Data section:
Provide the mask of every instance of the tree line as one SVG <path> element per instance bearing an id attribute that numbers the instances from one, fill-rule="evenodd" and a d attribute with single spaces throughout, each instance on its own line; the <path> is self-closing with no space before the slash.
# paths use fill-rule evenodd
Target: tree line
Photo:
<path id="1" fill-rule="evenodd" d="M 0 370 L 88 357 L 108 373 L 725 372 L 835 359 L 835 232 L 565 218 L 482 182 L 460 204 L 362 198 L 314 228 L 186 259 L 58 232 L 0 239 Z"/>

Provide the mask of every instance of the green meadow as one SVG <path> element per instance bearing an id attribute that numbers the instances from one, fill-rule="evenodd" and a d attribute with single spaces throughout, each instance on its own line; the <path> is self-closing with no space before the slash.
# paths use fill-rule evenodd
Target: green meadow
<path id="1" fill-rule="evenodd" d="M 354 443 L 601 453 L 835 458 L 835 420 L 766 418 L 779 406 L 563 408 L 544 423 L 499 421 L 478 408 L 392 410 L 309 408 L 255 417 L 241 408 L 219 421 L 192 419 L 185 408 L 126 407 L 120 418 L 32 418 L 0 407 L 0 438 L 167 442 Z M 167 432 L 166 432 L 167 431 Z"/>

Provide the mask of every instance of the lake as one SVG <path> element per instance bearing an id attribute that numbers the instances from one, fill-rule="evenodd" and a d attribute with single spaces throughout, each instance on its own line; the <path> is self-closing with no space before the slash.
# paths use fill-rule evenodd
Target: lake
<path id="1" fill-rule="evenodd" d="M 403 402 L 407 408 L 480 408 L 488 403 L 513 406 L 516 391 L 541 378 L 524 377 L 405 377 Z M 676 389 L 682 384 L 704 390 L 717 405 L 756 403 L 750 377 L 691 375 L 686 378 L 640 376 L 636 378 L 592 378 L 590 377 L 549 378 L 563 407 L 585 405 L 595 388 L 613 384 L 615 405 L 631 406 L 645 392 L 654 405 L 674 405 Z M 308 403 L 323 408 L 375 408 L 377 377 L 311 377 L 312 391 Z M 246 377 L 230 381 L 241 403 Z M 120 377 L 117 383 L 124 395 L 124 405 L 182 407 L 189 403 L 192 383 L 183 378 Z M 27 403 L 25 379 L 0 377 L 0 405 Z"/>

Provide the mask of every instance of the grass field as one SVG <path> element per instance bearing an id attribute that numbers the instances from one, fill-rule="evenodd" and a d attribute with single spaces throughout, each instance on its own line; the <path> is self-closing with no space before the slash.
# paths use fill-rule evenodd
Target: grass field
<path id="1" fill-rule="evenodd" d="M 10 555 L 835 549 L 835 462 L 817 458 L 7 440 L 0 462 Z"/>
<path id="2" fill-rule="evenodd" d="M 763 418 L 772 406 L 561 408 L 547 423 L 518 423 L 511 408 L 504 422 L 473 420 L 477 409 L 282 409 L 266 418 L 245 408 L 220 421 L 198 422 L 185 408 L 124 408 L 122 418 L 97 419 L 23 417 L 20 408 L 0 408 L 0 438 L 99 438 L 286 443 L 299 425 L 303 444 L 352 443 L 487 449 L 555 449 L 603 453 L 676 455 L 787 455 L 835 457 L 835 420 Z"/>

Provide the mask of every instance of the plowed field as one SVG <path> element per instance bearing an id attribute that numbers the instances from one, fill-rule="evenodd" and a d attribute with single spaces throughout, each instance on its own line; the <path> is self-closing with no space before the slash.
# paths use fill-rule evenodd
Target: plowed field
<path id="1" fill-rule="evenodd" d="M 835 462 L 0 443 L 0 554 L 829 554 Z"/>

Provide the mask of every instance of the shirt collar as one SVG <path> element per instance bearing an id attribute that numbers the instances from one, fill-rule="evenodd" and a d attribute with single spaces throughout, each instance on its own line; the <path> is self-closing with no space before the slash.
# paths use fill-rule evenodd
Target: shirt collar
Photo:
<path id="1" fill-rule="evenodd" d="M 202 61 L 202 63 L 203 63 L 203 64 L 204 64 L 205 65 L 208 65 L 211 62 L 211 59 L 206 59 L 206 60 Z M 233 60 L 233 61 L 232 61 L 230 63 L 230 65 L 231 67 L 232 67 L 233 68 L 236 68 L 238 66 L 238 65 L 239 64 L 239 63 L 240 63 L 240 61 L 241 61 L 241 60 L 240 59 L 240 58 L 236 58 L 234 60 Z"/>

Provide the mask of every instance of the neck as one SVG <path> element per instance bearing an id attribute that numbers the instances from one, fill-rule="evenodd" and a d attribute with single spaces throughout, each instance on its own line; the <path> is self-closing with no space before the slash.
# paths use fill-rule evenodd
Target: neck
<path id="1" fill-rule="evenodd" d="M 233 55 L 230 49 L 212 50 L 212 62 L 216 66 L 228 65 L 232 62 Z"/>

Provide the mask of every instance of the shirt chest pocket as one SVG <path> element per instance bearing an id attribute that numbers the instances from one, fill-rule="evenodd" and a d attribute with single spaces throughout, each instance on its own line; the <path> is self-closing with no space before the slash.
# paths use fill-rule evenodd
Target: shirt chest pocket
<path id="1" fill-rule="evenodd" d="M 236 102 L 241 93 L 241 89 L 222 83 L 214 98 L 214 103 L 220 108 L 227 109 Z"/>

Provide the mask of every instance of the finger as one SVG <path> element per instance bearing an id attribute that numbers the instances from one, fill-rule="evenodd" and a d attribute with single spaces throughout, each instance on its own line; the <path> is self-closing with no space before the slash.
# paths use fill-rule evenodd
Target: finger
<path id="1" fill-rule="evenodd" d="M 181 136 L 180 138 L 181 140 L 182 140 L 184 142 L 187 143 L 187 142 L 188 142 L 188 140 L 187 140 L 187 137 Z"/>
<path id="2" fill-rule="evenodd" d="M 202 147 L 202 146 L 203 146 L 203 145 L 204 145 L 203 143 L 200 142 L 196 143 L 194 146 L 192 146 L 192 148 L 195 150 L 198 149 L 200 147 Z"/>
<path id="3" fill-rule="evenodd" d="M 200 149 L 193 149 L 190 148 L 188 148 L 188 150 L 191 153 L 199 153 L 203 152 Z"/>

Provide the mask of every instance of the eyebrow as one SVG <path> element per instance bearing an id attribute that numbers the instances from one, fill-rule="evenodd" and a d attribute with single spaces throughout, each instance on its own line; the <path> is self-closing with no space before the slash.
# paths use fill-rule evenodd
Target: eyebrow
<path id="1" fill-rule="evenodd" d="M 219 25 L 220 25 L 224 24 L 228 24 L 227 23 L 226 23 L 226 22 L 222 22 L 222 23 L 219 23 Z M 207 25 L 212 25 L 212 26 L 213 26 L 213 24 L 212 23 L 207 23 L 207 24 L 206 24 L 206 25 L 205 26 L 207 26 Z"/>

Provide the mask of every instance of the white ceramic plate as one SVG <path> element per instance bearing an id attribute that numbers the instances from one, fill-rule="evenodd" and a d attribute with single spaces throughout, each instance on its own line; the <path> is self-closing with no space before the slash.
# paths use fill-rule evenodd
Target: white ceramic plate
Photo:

Directions for this task: Please repeat all of the material above, substituting "empty" for every "self-closing" and leaving everything else unchanged.

Response below:
Provide the mask of every instance of the tree line as one SVG <path> element per instance bearing an id attribute that numbers the instances from one, fill-rule="evenodd" and a d attribute with single spaces throughout, each instance on its own line; the <path> is empty with no space before the slash.
# paths use fill-rule evenodd
Target: tree line
Photo:
<path id="1" fill-rule="evenodd" d="M 0 370 L 88 357 L 108 373 L 725 372 L 835 359 L 835 232 L 565 218 L 482 182 L 460 204 L 362 198 L 314 228 L 186 259 L 58 232 L 0 239 Z"/>

Provide the mask of every instance of the green meadow as one SVG <path> element per instance bearing an id attribute that numbers the instances from one, fill-rule="evenodd" and a d attribute with single spaces throughout, each instance on its own line; the <path> is empty with no space before the slash.
# paths use fill-rule evenodd
Target: green meadow
<path id="1" fill-rule="evenodd" d="M 354 443 L 601 453 L 835 458 L 835 420 L 766 418 L 779 406 L 563 408 L 544 423 L 499 421 L 478 408 L 392 410 L 309 408 L 255 417 L 241 408 L 219 421 L 192 419 L 185 408 L 126 407 L 120 418 L 32 418 L 0 407 L 0 438 L 167 442 Z M 167 432 L 166 432 L 167 431 Z"/>

Provide the mask of every instance of the lake as one SVG <path> element per instance bearing an id attribute that numbers the instances from one, fill-rule="evenodd" and a d attribute with single spaces throughout, each instance on its own line; the <path> is empty with no space before the slash.
# paths use fill-rule evenodd
Target: lake
<path id="1" fill-rule="evenodd" d="M 403 402 L 407 408 L 480 408 L 488 403 L 513 406 L 516 391 L 541 378 L 524 377 L 405 377 Z M 676 389 L 682 384 L 704 390 L 717 405 L 756 403 L 750 377 L 691 375 L 686 378 L 640 376 L 636 378 L 592 378 L 590 377 L 549 378 L 563 407 L 585 405 L 595 388 L 613 384 L 615 405 L 631 406 L 645 392 L 654 405 L 674 405 Z M 308 403 L 323 408 L 375 408 L 377 377 L 311 377 L 312 391 Z M 246 377 L 230 381 L 241 403 Z M 120 377 L 117 383 L 124 395 L 124 405 L 182 407 L 189 403 L 192 383 L 183 378 Z M 27 403 L 25 379 L 0 377 L 0 405 Z"/>

Provide the mask of every instance of the grass field as one SVG <path> element per instance bearing an id attribute that numbers the instances from one, fill-rule="evenodd" and a d attribute with single spaces throughout, each instance on its own line; the <path> is empty with no space before the slash.
# paths use fill-rule evenodd
Target: grass field
<path id="1" fill-rule="evenodd" d="M 10 555 L 835 549 L 835 462 L 817 458 L 7 440 L 0 462 Z"/>
<path id="2" fill-rule="evenodd" d="M 763 418 L 772 406 L 561 408 L 547 423 L 518 423 L 511 408 L 504 422 L 473 420 L 477 409 L 282 409 L 266 418 L 245 408 L 220 421 L 198 422 L 185 408 L 124 408 L 122 418 L 97 419 L 23 417 L 20 408 L 0 408 L 0 438 L 99 438 L 286 443 L 299 425 L 303 444 L 352 443 L 487 449 L 555 449 L 603 453 L 676 455 L 787 455 L 835 457 L 835 420 Z"/>

Provide the mask of every instance of the plowed field as one SVG <path> element per instance bearing an id attribute that numbers the instances from one, fill-rule="evenodd" and a d attribute with single spaces throughout, each instance on its own line; the <path> is empty with no space before the slash.
# paths use fill-rule evenodd
Target: plowed field
<path id="1" fill-rule="evenodd" d="M 835 462 L 0 443 L 0 554 L 829 554 Z"/>

Provide the mask of every instance of the shirt collar as one SVG <path> element per instance bearing an id attribute that numbers the instances from one, fill-rule="evenodd" and a d attribute with single spaces throughout, each instance on its own line; the <path> is empty with no space before the slash.
# paths use fill-rule evenodd
Target: shirt collar
Photo:
<path id="1" fill-rule="evenodd" d="M 202 61 L 202 63 L 203 63 L 203 64 L 204 64 L 205 65 L 208 65 L 211 62 L 211 59 L 206 59 L 206 60 Z M 233 60 L 233 61 L 232 61 L 230 63 L 230 65 L 231 67 L 232 67 L 233 68 L 236 68 L 238 66 L 238 65 L 239 64 L 239 63 L 240 63 L 240 61 L 241 61 L 241 60 L 240 59 L 240 58 L 236 58 L 234 60 Z"/>

Provide the mask of every instance of the neck as one SVG <path> element per instance bearing an id attribute that numbers the instances from one, fill-rule="evenodd" and a d attribute with single spaces throughout, each instance on its own line; the <path> is empty with no space before the slash.
# paths use fill-rule evenodd
Target: neck
<path id="1" fill-rule="evenodd" d="M 233 55 L 230 49 L 212 50 L 212 62 L 216 66 L 228 65 L 232 62 Z"/>

Provide the mask of every instance of the shirt chest pocket as one SVG <path> element per instance bearing an id attribute that numbers the instances from one, fill-rule="evenodd" and a d attribute with single spaces throughout, each instance on its own line; the <path> is empty with no space before the slash.
# paths use fill-rule evenodd
Target: shirt chest pocket
<path id="1" fill-rule="evenodd" d="M 236 102 L 241 93 L 241 89 L 222 83 L 214 98 L 214 103 L 220 108 L 227 109 Z"/>

Provide the mask of every instance of the finger as one SVG <path> element per instance bearing an id attribute that numbers the instances from one, fill-rule="evenodd" and a d attribute with single spaces throughout, each instance on its own line; the <path> is empty with no space before the slash.
# paths use fill-rule evenodd
Target: finger
<path id="1" fill-rule="evenodd" d="M 181 136 L 180 138 L 181 140 L 182 140 L 184 142 L 187 143 L 187 142 L 188 142 L 188 140 L 187 140 L 187 137 Z"/>
<path id="2" fill-rule="evenodd" d="M 202 147 L 202 146 L 203 146 L 203 145 L 204 145 L 203 143 L 200 142 L 196 143 L 194 146 L 192 146 L 192 148 L 195 150 L 198 149 L 200 147 Z"/>
<path id="3" fill-rule="evenodd" d="M 200 149 L 193 149 L 190 148 L 188 148 L 188 150 L 191 153 L 199 153 L 203 152 Z"/>

Provide the mask of every instance of the eyebrow as one SVG <path> element per instance bearing an id attribute that numbers the instances from one, fill-rule="evenodd" and a d attribute with single spaces throughout, each instance on its own line; the <path> is empty with no space before the slash.
# paths use fill-rule evenodd
Target: eyebrow
<path id="1" fill-rule="evenodd" d="M 219 25 L 220 25 L 224 24 L 228 24 L 227 23 L 226 23 L 226 22 L 222 22 L 222 23 L 219 23 Z M 207 25 L 212 25 L 212 26 L 213 26 L 213 24 L 212 23 L 207 23 L 207 24 L 206 24 L 206 25 L 205 26 L 207 26 Z"/>

Provide the mask of every instance of the white ceramic plate as one SVG <path> element per instance bearing an id attribute that numbers the instances from one, fill-rule="evenodd" and a d attribute with single spaces throughout, each instance on its own line; the <path> is empty with no space before the slash.
# paths use fill-rule evenodd
Target: white ceramic plate
Photo:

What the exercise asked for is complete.